## EXERCISE BRIEF:
Pick out and copy every line below that contains the string "approximate" or a close approximation of it.

========

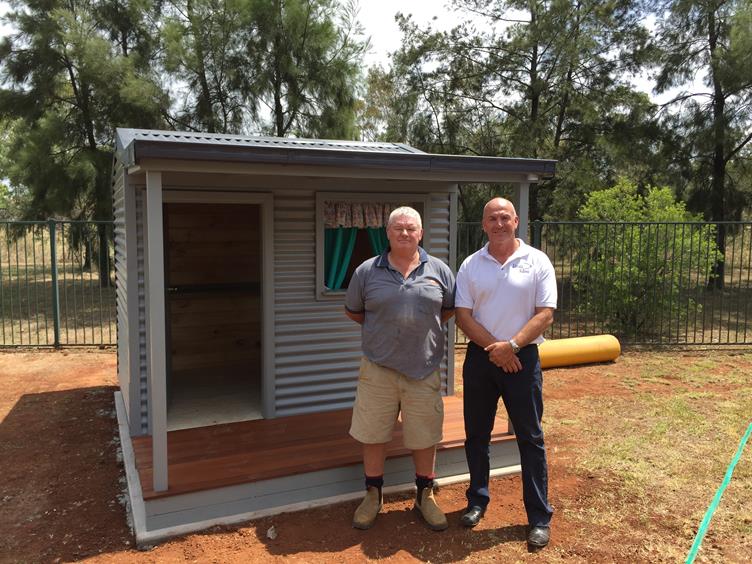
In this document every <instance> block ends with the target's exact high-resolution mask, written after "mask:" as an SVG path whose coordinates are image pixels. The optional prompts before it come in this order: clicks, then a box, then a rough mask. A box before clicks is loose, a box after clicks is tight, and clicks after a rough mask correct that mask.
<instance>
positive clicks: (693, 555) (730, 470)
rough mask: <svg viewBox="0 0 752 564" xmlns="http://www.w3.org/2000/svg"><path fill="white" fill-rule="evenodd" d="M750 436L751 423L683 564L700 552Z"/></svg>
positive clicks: (692, 561) (694, 560)
mask: <svg viewBox="0 0 752 564" xmlns="http://www.w3.org/2000/svg"><path fill="white" fill-rule="evenodd" d="M750 434H752V423H750V424H749V427H747V432H746V433H744V436H743V437H742V440H741V441H740V442H739V448H738V449H736V454H735V455H734V458H732V459H731V464H729V467H728V468H727V469H726V475H725V476H724V477H723V482H721V485H720V486H719V487H718V491H717V492H715V497H713V501H711V502H710V507H708V510H707V511H706V512H705V516H704V517H703V518H702V522H701V523H700V528H699V529H697V534H696V535H695V542H693V543H692V548H691V549H690V550H689V554H687V560H686V561H685V564H692V562H694V561H695V557H696V556H697V551H698V550H700V544H702V538H703V537H704V536H705V533H706V532H707V531H708V525H710V519H711V518H712V517H713V513H715V510H716V509H717V508H718V504H719V503H720V502H721V496H722V495H723V492H724V490H725V489H726V486H728V483H729V482H730V481H731V475H732V474H733V473H734V468H735V467H736V463H737V462H739V459H740V458H741V456H742V452H743V451H744V445H746V444H747V439H749V435H750Z"/></svg>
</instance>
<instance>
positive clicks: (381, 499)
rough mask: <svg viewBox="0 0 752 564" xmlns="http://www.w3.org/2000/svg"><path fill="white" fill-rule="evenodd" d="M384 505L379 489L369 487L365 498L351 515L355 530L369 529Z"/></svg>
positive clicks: (375, 519)
mask: <svg viewBox="0 0 752 564" xmlns="http://www.w3.org/2000/svg"><path fill="white" fill-rule="evenodd" d="M382 505H384V497H383V496H382V495H381V490H380V489H379V488H373V487H370V488H368V489H367V490H366V497H364V498H363V501H362V502H361V503H360V505H359V506H358V508H357V509H356V510H355V515H353V527H355V528H356V529H370V528H371V527H372V526H373V523H374V521H376V516H377V515H378V514H379V511H381V506H382Z"/></svg>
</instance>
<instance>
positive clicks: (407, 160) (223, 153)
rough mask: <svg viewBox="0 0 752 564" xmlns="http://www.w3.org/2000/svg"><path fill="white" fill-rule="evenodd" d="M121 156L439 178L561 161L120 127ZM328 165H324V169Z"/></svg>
mask: <svg viewBox="0 0 752 564" xmlns="http://www.w3.org/2000/svg"><path fill="white" fill-rule="evenodd" d="M116 156H117V158H118V159H119V160H120V161H121V162H122V163H124V164H125V166H132V165H136V164H139V163H141V161H142V160H143V159H168V160H172V159H174V160H187V161H211V162H228V163H250V164H269V165H272V164H274V165H287V166H307V167H310V166H314V167H324V168H325V169H327V168H328V169H330V170H331V169H332V168H335V167H339V168H346V169H372V170H383V171H385V172H386V171H389V174H391V175H392V176H394V175H395V173H396V174H401V173H404V174H405V175H406V176H408V175H409V176H410V177H415V175H416V174H418V175H419V174H422V173H426V174H430V175H431V176H433V177H434V178H435V177H436V176H437V175H438V176H440V177H442V178H446V179H452V180H457V181H465V180H468V181H470V180H474V179H476V180H477V179H479V178H485V177H488V178H489V179H490V178H493V177H495V176H496V175H504V174H534V175H538V176H541V177H550V176H553V174H554V172H555V170H556V161H554V160H544V159H521V158H508V157H475V156H467V155H441V154H432V153H425V152H423V151H420V150H418V149H415V148H414V147H410V146H409V145H404V144H401V143H366V142H360V141H337V140H323V139H295V138H277V137H257V136H241V135H224V134H212V133H194V132H184V131H159V130H145V129H118V130H117V139H116ZM323 174H325V170H322V175H323Z"/></svg>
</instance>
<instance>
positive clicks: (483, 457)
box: [462, 342, 553, 527]
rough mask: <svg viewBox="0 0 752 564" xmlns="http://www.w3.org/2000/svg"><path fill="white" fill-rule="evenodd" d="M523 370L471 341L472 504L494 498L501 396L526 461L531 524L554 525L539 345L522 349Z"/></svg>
mask: <svg viewBox="0 0 752 564" xmlns="http://www.w3.org/2000/svg"><path fill="white" fill-rule="evenodd" d="M518 357H519V359H520V362H521V363H522V370H521V371H520V372H516V373H511V374H507V373H505V372H504V371H502V369H501V368H499V367H498V366H496V365H495V364H493V363H492V362H491V361H490V360H489V359H488V353H487V352H486V351H484V350H483V349H482V348H481V347H479V346H478V345H476V344H475V343H473V342H471V343H470V344H469V345H468V347H467V355H466V356H465V364H464V366H463V368H462V381H463V406H464V416H465V437H466V440H465V455H466V456H467V466H468V468H469V470H470V487H469V488H468V490H467V501H468V507H470V506H473V505H477V506H479V507H483V508H485V507H486V506H487V505H488V502H489V500H490V496H489V491H488V481H489V472H490V461H489V445H490V441H491V432H492V431H493V425H494V419H495V417H496V407H497V405H498V403H499V397H501V398H502V399H503V400H504V406H505V407H506V409H507V413H508V414H509V419H510V420H511V422H512V425H513V426H514V432H515V435H516V437H517V447H518V448H519V450H520V463H521V466H522V499H523V501H524V503H525V511H526V512H527V519H528V523H529V524H530V525H531V526H533V527H536V526H548V525H549V524H550V522H551V515H552V514H553V509H552V508H551V506H550V505H549V504H548V465H547V463H546V447H545V444H544V442H543V428H542V427H541V419H542V417H543V375H542V374H541V368H540V360H539V358H538V346H537V345H528V346H526V347H524V348H523V349H522V350H520V352H519V354H518Z"/></svg>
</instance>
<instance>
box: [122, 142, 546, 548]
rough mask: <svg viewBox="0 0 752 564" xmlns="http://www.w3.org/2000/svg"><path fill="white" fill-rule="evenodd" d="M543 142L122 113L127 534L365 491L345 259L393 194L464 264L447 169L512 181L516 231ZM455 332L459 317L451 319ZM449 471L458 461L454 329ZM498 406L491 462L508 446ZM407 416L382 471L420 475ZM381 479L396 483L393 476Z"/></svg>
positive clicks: (245, 517) (355, 255)
mask: <svg viewBox="0 0 752 564" xmlns="http://www.w3.org/2000/svg"><path fill="white" fill-rule="evenodd" d="M554 166H555V163H554V162H553V161H544V160H534V159H515V158H492V157H469V156H449V155H436V154H427V153H424V152H421V151H419V150H417V149H414V148H412V147H409V146H406V145H402V144H397V143H360V142H353V141H324V140H312V139H278V138H265V137H243V136H232V135H216V134H202V133H187V132H168V131H149V130H133V129H119V130H118V131H117V145H116V154H115V160H114V170H113V197H114V209H115V257H116V259H115V260H116V273H117V274H116V280H117V312H118V377H119V384H120V389H119V391H118V392H117V393H116V405H117V414H118V423H119V429H120V436H121V440H122V445H123V453H124V458H125V466H126V474H127V478H128V489H129V498H130V510H131V514H132V517H133V523H134V528H135V531H136V537H137V542H138V543H139V544H144V543H149V542H153V541H155V540H157V539H160V538H163V537H167V536H170V535H175V534H180V533H185V532H188V531H191V530H198V529H201V528H205V527H208V526H211V525H214V524H218V523H230V522H236V521H241V520H245V519H250V518H253V517H257V516H261V515H265V514H269V513H274V512H281V511H290V510H294V509H299V508H304V507H310V506H313V505H317V504H323V503H331V502H334V501H342V500H347V499H352V498H355V497H358V496H360V495H361V493H362V489H363V484H362V476H363V472H362V466H361V465H360V456H361V453H360V447H359V445H358V443H356V442H355V441H354V440H353V439H351V438H350V437H349V435H348V428H349V418H350V409H351V406H352V403H353V400H354V397H355V388H356V382H357V375H358V365H359V359H360V355H361V346H360V326H359V325H357V324H355V323H353V322H352V321H350V320H349V319H347V318H346V317H345V315H344V306H343V302H344V292H345V289H346V288H347V283H348V280H349V277H350V276H351V274H352V270H353V269H354V267H355V266H357V265H358V264H359V263H360V262H361V261H362V260H364V259H365V258H368V257H370V256H373V255H374V254H376V253H377V252H380V250H381V249H383V248H384V245H385V237H384V231H383V227H384V223H385V218H386V217H388V214H389V212H390V211H391V210H392V209H393V208H394V207H396V206H399V205H405V204H407V205H411V206H413V207H415V208H416V209H418V210H419V211H420V212H421V215H422V217H423V222H424V231H425V233H424V238H423V242H422V245H423V246H424V248H425V249H426V250H427V251H428V252H429V253H431V254H433V255H435V256H437V257H439V258H441V259H442V260H444V261H446V262H447V263H448V264H449V265H450V266H451V267H452V268H456V266H457V265H455V259H456V256H455V255H456V249H455V239H456V237H455V235H456V233H455V231H456V216H457V195H458V185H459V184H461V183H472V182H491V183H512V184H513V185H515V186H516V187H517V194H516V196H517V197H516V199H517V206H518V212H519V214H520V219H521V227H520V233H526V232H527V193H528V189H529V186H530V184H531V183H535V182H537V181H538V180H539V179H540V178H542V177H548V176H551V175H552V174H553V173H554ZM453 334H454V327H453V322H450V323H449V326H448V332H447V335H452V336H453ZM453 342H454V339H453V338H448V343H447V344H448V346H447V357H446V358H445V360H444V362H443V363H442V365H441V373H442V382H443V389H444V392H445V408H446V421H445V429H444V441H443V442H442V444H441V445H439V449H438V455H437V473H438V475H439V476H440V477H441V480H444V481H445V482H446V481H451V480H461V479H465V474H466V472H467V468H466V465H465V459H464V450H463V441H464V434H463V428H462V405H461V401H459V400H458V399H457V398H455V397H454V395H453V390H454V383H455V375H454V363H453V357H454V348H453ZM512 439H513V437H512V436H511V435H510V434H509V433H508V432H507V423H506V420H504V419H503V418H501V417H500V418H499V422H498V424H497V425H496V431H495V436H494V439H493V445H492V464H493V468H494V472H495V473H501V472H509V471H516V470H517V469H518V466H517V465H518V463H519V462H518V455H517V449H516V445H515V444H514V441H513V440H512ZM412 472H413V469H412V463H411V461H410V459H409V455H408V453H407V451H405V450H403V449H402V447H401V436H400V432H399V427H398V428H397V432H396V434H395V439H394V441H393V443H392V444H391V445H390V448H389V458H388V461H387V468H386V475H385V479H386V483H387V485H389V486H400V485H405V484H411V483H412V482H413V474H412ZM387 491H388V490H387Z"/></svg>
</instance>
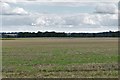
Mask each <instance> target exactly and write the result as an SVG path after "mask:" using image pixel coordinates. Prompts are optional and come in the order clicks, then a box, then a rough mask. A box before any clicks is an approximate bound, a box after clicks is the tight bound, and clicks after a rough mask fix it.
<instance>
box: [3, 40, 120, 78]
mask: <svg viewBox="0 0 120 80" xmlns="http://www.w3.org/2000/svg"><path fill="white" fill-rule="evenodd" d="M2 43H3V44H2V51H3V52H2V57H3V65H2V68H3V71H2V73H3V77H19V78H20V77H22V78H23V77H52V78H57V77H69V78H70V77H76V78H78V77H118V65H117V62H118V39H117V38H19V39H13V40H2Z"/></svg>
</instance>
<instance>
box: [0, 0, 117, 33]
mask: <svg viewBox="0 0 120 80" xmlns="http://www.w3.org/2000/svg"><path fill="white" fill-rule="evenodd" d="M44 1H45V2H42V1H39V0H22V1H20V0H19V1H17V0H0V9H1V10H0V22H2V23H0V24H2V25H1V26H2V29H1V30H0V32H19V31H22V32H25V31H29V32H31V31H32V32H33V31H34V32H37V31H57V32H102V31H109V30H112V31H116V30H118V2H117V0H114V1H112V0H111V2H109V1H107V0H106V2H105V1H104V2H100V1H99V0H97V1H95V0H92V1H88V0H86V1H82V0H81V1H77V0H76V1H73V0H71V1H69V2H68V1H66V2H64V1H61V2H60V1H57V0H56V1H55V0H44Z"/></svg>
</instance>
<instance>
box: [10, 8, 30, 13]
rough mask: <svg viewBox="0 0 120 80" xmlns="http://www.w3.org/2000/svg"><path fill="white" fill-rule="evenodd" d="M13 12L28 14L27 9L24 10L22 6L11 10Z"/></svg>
mask: <svg viewBox="0 0 120 80" xmlns="http://www.w3.org/2000/svg"><path fill="white" fill-rule="evenodd" d="M12 13H13V14H28V12H27V11H25V10H24V9H23V8H19V7H16V8H15V9H13V10H12Z"/></svg>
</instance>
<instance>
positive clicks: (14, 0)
mask: <svg viewBox="0 0 120 80" xmlns="http://www.w3.org/2000/svg"><path fill="white" fill-rule="evenodd" d="M0 1H1V2H10V3H16V2H17V0H0Z"/></svg>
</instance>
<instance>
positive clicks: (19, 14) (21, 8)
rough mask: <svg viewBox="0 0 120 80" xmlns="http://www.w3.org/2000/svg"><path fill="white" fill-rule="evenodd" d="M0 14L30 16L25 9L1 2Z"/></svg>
mask: <svg viewBox="0 0 120 80" xmlns="http://www.w3.org/2000/svg"><path fill="white" fill-rule="evenodd" d="M0 9H2V10H0V14H3V15H4V14H5V15H18V14H19V15H24V14H28V12H27V11H25V10H24V9H23V8H20V7H15V8H14V7H11V6H10V5H9V4H8V3H4V2H0Z"/></svg>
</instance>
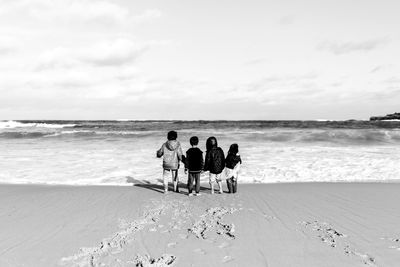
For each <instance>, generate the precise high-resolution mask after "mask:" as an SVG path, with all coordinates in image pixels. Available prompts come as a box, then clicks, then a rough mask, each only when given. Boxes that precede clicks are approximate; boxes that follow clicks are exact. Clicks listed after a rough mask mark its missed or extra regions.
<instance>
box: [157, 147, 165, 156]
mask: <svg viewBox="0 0 400 267" xmlns="http://www.w3.org/2000/svg"><path fill="white" fill-rule="evenodd" d="M163 155H164V144H162V146H161V148H160V149H159V150H157V158H161V157H162V156H163Z"/></svg>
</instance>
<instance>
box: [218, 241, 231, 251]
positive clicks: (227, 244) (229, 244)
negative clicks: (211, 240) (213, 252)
mask: <svg viewBox="0 0 400 267" xmlns="http://www.w3.org/2000/svg"><path fill="white" fill-rule="evenodd" d="M229 246H230V244H229V243H228V242H224V243H222V244H220V245H219V246H218V247H219V248H221V249H222V248H227V247H229Z"/></svg>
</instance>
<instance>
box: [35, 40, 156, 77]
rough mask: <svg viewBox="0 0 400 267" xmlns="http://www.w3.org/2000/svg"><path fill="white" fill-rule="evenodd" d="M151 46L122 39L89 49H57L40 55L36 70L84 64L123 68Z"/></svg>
mask: <svg viewBox="0 0 400 267" xmlns="http://www.w3.org/2000/svg"><path fill="white" fill-rule="evenodd" d="M150 46H151V43H139V42H135V41H133V40H131V39H123V38H120V39H116V40H112V41H102V42H99V43H97V44H94V45H91V46H87V47H78V48H74V47H57V48H55V49H52V50H50V51H46V52H45V53H43V54H42V55H40V56H39V62H38V63H37V65H36V67H35V69H36V70H39V71H41V70H44V69H54V68H72V67H76V66H77V65H79V64H82V63H83V64H89V65H93V66H122V65H125V64H129V63H132V62H134V61H135V60H136V59H137V58H138V57H139V56H141V55H142V54H143V53H145V52H146V51H147V50H148V49H149V48H150Z"/></svg>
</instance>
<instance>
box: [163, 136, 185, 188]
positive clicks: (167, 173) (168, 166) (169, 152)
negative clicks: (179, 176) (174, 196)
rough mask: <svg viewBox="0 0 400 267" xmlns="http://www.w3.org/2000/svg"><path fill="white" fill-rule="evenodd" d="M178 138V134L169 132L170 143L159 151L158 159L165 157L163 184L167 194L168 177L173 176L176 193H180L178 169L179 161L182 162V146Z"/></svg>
mask: <svg viewBox="0 0 400 267" xmlns="http://www.w3.org/2000/svg"><path fill="white" fill-rule="evenodd" d="M177 137H178V134H177V132H175V131H170V132H168V135H167V139H168V141H167V142H165V143H164V144H162V146H161V148H160V149H159V150H157V157H158V158H161V157H163V183H164V190H165V193H167V192H168V177H169V176H172V181H173V183H174V191H175V192H179V189H178V184H179V179H178V169H179V161H180V160H182V148H181V144H180V143H179V142H178V141H177V140H176V139H177Z"/></svg>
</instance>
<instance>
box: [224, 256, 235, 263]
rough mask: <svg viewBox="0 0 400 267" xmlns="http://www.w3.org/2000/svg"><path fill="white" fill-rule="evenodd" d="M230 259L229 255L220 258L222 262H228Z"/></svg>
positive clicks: (229, 261) (230, 259) (231, 258)
mask: <svg viewBox="0 0 400 267" xmlns="http://www.w3.org/2000/svg"><path fill="white" fill-rule="evenodd" d="M230 261H233V258H232V257H231V256H225V257H224V258H223V259H222V262H223V263H227V262H230Z"/></svg>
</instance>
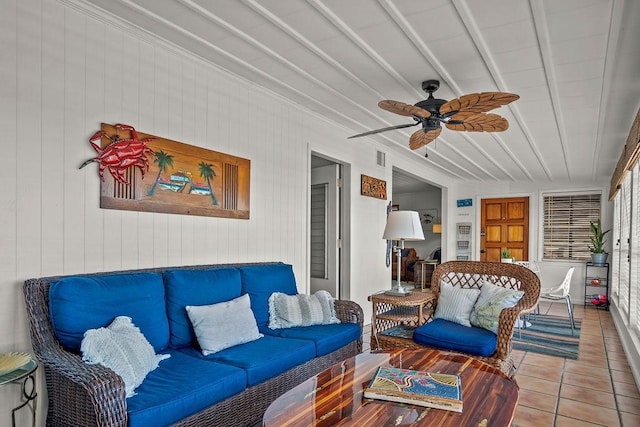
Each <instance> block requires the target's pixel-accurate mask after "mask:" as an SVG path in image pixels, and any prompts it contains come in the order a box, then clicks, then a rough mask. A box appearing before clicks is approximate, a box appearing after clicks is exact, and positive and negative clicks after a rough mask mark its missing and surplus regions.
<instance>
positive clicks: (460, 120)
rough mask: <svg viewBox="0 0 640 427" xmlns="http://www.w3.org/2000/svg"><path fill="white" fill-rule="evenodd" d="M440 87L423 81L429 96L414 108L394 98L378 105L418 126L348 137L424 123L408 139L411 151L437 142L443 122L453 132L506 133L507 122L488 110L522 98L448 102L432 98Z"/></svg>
mask: <svg viewBox="0 0 640 427" xmlns="http://www.w3.org/2000/svg"><path fill="white" fill-rule="evenodd" d="M439 87H440V81H438V80H425V81H423V82H422V89H423V90H424V91H425V92H427V93H428V94H429V96H428V97H427V99H425V100H423V101H419V102H417V103H416V104H414V105H411V104H407V103H404V102H401V101H394V100H391V99H385V100H383V101H380V102H379V103H378V106H379V107H380V108H382V109H383V110H386V111H389V112H391V113H394V114H398V115H401V116H407V117H412V118H413V119H414V120H415V121H416V123H412V124H409V125H396V126H390V127H386V128H382V129H377V130H372V131H368V132H364V133H361V134H358V135H353V136H350V137H349V138H355V137H359V136H365V135H373V134H376V133H380V132H385V131H388V130H393V129H402V128H405V127H410V126H415V125H417V124H422V129H421V130H419V131H416V132H414V133H413V134H412V135H411V138H410V139H409V148H411V149H412V150H416V149H418V148H420V147H423V146H425V145H427V144H428V143H430V142H432V141H434V140H435V139H436V138H437V137H438V135H440V132H441V131H442V123H444V124H445V126H446V127H447V129H449V130H453V131H466V132H503V131H505V130H507V129H508V128H509V122H508V121H507V119H505V118H504V117H502V116H499V115H498V114H494V113H487V111H491V110H493V109H494V108H498V107H501V106H503V105H507V104H510V103H511V102H513V101H515V100H517V99H519V98H520V96H518V95H516V94H514V93H508V92H480V93H470V94H468V95H463V96H461V97H459V98H455V99H452V100H451V101H445V100H444V99H437V98H434V96H433V92H435V91H436V90H438V88H439ZM425 157H427V156H425Z"/></svg>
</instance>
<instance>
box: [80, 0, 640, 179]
mask: <svg viewBox="0 0 640 427" xmlns="http://www.w3.org/2000/svg"><path fill="white" fill-rule="evenodd" d="M79 1H82V0H79ZM84 1H86V2H87V3H92V4H95V5H97V6H99V7H101V8H103V9H106V10H107V11H109V12H112V13H113V14H115V15H117V16H119V17H121V18H122V19H124V20H128V21H130V22H131V23H133V24H134V25H137V26H139V27H141V28H143V29H145V30H146V31H149V32H151V33H153V34H155V35H158V36H159V37H161V38H164V39H167V40H169V41H170V42H172V43H174V44H176V45H178V46H181V47H182V48H184V49H186V50H188V51H191V52H193V53H195V54H196V55H199V56H200V57H202V58H204V59H206V60H208V61H210V62H212V63H215V64H217V65H219V66H221V67H223V68H226V69H228V70H230V71H231V72H233V73H235V74H237V75H240V76H242V77H244V78H246V79H248V80H250V81H253V82H255V83H256V84H258V85H261V86H264V87H267V88H269V89H270V90H272V91H274V92H276V93H278V94H281V95H282V96H284V97H286V98H289V99H291V100H292V101H294V102H296V103H298V104H301V105H304V106H305V107H306V108H307V109H309V110H311V111H312V112H314V113H316V114H319V115H322V116H326V117H328V118H329V119H331V120H333V121H335V122H337V123H339V124H341V125H342V126H344V137H345V144H368V143H371V139H376V140H377V141H380V142H381V143H382V144H384V146H386V147H387V148H388V149H389V150H399V151H400V152H402V153H406V155H409V156H414V155H416V156H420V159H421V160H420V161H422V162H424V165H425V167H427V168H435V169H437V170H439V171H441V172H443V173H445V174H447V175H449V176H450V177H451V178H452V179H464V180H480V181H503V180H505V181H514V182H515V181H530V182H541V181H546V182H551V181H557V182H565V181H570V182H594V181H602V180H603V179H607V180H608V179H609V178H610V176H611V173H612V172H613V169H614V167H615V164H616V162H617V160H618V157H619V156H620V153H621V150H622V147H623V145H624V143H625V140H626V137H627V135H628V133H629V129H630V127H631V123H632V121H633V118H634V117H635V115H636V113H637V112H638V108H639V106H640V77H639V76H640V52H639V51H638V48H637V45H636V43H637V41H638V40H640V25H639V23H640V1H636V0H528V1H527V0H483V1H473V0H377V1H376V0H306V1H303V0H84ZM426 79H439V80H440V81H441V85H440V89H439V90H438V91H437V92H436V95H437V97H438V98H443V99H446V100H449V99H452V98H455V97H458V96H461V95H464V94H467V93H473V92H483V91H504V92H513V93H517V94H519V95H520V97H521V98H520V99H519V100H518V101H516V102H514V103H512V104H511V105H509V106H506V107H502V108H499V109H497V110H494V111H493V112H495V113H498V114H500V115H502V116H504V117H506V118H507V119H508V121H509V124H510V127H509V129H508V130H507V131H505V132H501V133H468V132H455V131H451V130H448V129H444V130H443V132H442V134H441V136H440V137H439V138H438V139H437V140H436V141H435V142H433V143H431V144H429V145H428V146H427V149H428V153H429V157H428V158H424V154H425V149H424V148H423V149H421V150H418V152H417V154H416V153H415V152H411V150H410V149H409V148H408V139H409V136H410V134H411V133H412V132H413V131H414V130H415V128H408V129H403V130H393V131H389V132H385V133H381V134H378V135H376V136H372V137H368V138H359V139H349V140H347V139H346V138H347V137H348V136H350V135H353V134H356V133H361V132H364V131H367V130H371V129H378V128H382V127H386V126H391V125H396V124H402V123H410V122H411V120H412V119H411V118H408V117H401V116H398V115H395V114H392V113H389V112H386V111H384V110H381V109H380V108H378V107H377V103H378V101H380V100H382V99H394V100H398V101H403V102H406V103H409V104H414V103H416V102H418V101H420V100H423V99H425V98H426V94H425V93H424V92H423V91H422V89H421V82H422V81H423V80H426Z"/></svg>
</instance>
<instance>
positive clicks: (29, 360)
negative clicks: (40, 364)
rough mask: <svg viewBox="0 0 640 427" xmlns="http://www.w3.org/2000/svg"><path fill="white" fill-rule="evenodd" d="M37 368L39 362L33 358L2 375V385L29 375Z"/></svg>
mask: <svg viewBox="0 0 640 427" xmlns="http://www.w3.org/2000/svg"><path fill="white" fill-rule="evenodd" d="M36 369H38V362H37V361H36V360H35V359H31V360H29V361H28V362H27V363H25V364H24V365H22V366H20V367H19V368H18V369H15V370H13V371H11V372H7V373H6V374H4V375H0V386H2V385H4V384H8V383H11V382H14V381H18V380H21V379H22V378H25V377H28V376H29V375H31V374H33V373H34V372H35V370H36Z"/></svg>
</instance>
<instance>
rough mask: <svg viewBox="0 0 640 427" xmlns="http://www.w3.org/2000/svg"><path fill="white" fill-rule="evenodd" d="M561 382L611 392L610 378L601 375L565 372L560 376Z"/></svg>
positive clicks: (611, 384)
mask: <svg viewBox="0 0 640 427" xmlns="http://www.w3.org/2000/svg"><path fill="white" fill-rule="evenodd" d="M562 382H563V383H566V384H571V385H575V386H579V387H585V388H590V389H593V390H599V391H604V392H607V393H613V386H612V384H611V380H610V379H609V378H603V377H601V376H590V375H582V374H574V373H571V372H565V374H564V376H563V377H562Z"/></svg>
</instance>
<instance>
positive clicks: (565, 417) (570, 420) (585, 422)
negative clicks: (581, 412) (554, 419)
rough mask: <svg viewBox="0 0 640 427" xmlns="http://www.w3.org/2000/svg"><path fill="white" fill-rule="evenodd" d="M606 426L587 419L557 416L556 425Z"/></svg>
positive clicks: (556, 419)
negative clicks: (589, 422)
mask: <svg viewBox="0 0 640 427" xmlns="http://www.w3.org/2000/svg"><path fill="white" fill-rule="evenodd" d="M594 426H605V425H604V424H594V423H589V422H587V421H582V420H576V419H575V418H569V417H563V416H562V415H558V416H557V417H556V423H555V426H554V427H594Z"/></svg>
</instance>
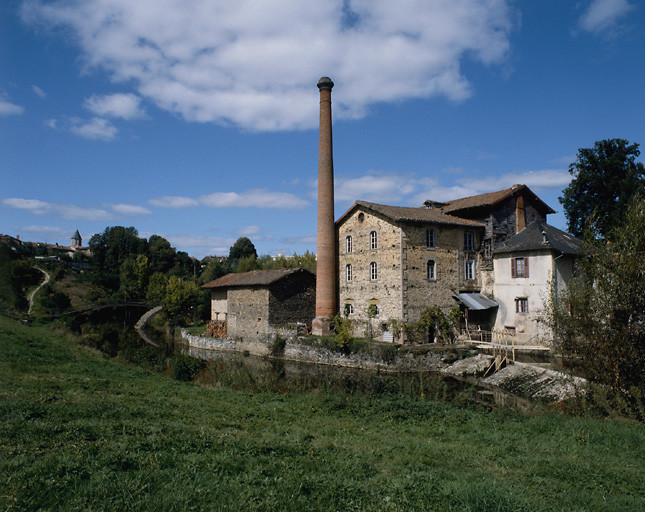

========

## RESULT:
Mask each <instance> target exactly and write the result as an SVG path after "mask:" using image pixel coordinates. Prompts are optional and come in the order clicks, then a box, then a rough mask. A box before any clicks is an approximate bound, a box after clicks is the tight bound, and clicks after a rough mask fix it.
For each <instance>, generate the precise high-resolution mask after "mask:" as an SVG path, with all coordinates in image pixels. Available prompts come as a box, then clicks, then a rough mask, each only when given. Boxes that precede clicks are approximate; boxes that follow clicks are exact. Clicks listed after a rough mask mark its missed or extra regions.
Each <instance> block requires the target's pixel-accurate mask after "mask:" as an SVG path in image pixels, and any prompts it contains come in the order a box, then clicks, then a rough mask. A box appearing before clicks is approximate, a box appearing after clicks is exact, and positive and negative clicks after a rough mask mark its missing and surplus regions.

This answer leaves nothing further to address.